What you have to do => Rewrite every line of the records below, requests included, scaling each coordinate in the path outlines by 0.85 and rounding to the nearest whole number, with halves rounded up. Leave out the pictures.

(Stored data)
_ _ _
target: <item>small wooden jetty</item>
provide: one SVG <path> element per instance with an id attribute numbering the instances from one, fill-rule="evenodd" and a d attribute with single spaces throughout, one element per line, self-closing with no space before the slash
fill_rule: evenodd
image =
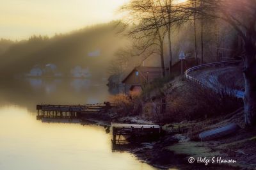
<path id="1" fill-rule="evenodd" d="M 36 105 L 37 120 L 43 118 L 81 118 L 89 113 L 106 112 L 113 106 L 111 102 L 85 105 Z"/>
<path id="2" fill-rule="evenodd" d="M 161 128 L 156 125 L 111 123 L 111 130 L 113 135 L 112 142 L 115 144 L 116 143 L 119 144 L 127 143 L 127 140 L 120 137 L 124 135 L 159 137 L 161 132 Z M 118 139 L 116 139 L 116 136 L 118 136 Z"/>

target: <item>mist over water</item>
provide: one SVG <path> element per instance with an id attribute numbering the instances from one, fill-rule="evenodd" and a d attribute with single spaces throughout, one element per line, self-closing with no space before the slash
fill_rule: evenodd
<path id="1" fill-rule="evenodd" d="M 0 83 L 0 169 L 153 169 L 131 154 L 113 152 L 103 127 L 42 123 L 36 104 L 106 101 L 105 82 L 22 79 Z"/>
_ _ _
Task output =>
target: <item>small wooden jetty</item>
provide: one SVG <path> element per instance with an id attribute numbering the instances from one, fill-rule="evenodd" and a d attribute with single spaces throughout, one element per line, self-closing with no space before the slash
fill_rule: evenodd
image =
<path id="1" fill-rule="evenodd" d="M 31 89 L 31 102 L 37 100 L 69 100 L 76 96 L 90 95 L 96 90 L 94 87 L 72 89 Z"/>
<path id="2" fill-rule="evenodd" d="M 137 109 L 133 106 L 94 105 L 94 111 L 96 115 L 95 121 L 98 122 L 99 122 L 101 122 L 108 122 L 108 119 L 102 116 L 105 115 L 135 116 L 137 112 Z M 100 118 L 99 118 L 99 116 L 100 116 Z"/>

target: <item>mist over water</item>
provide: one SVG <path> element per instance with an id attribute numbering the instances from one, fill-rule="evenodd" and a d attribute with single spaces throughout, one element per line, self-closing with no space before the slash
fill_rule: evenodd
<path id="1" fill-rule="evenodd" d="M 0 71 L 0 144 L 130 144 L 111 131 L 96 129 L 88 108 L 36 105 L 31 88 L 90 86 L 89 70 L 19 67 Z"/>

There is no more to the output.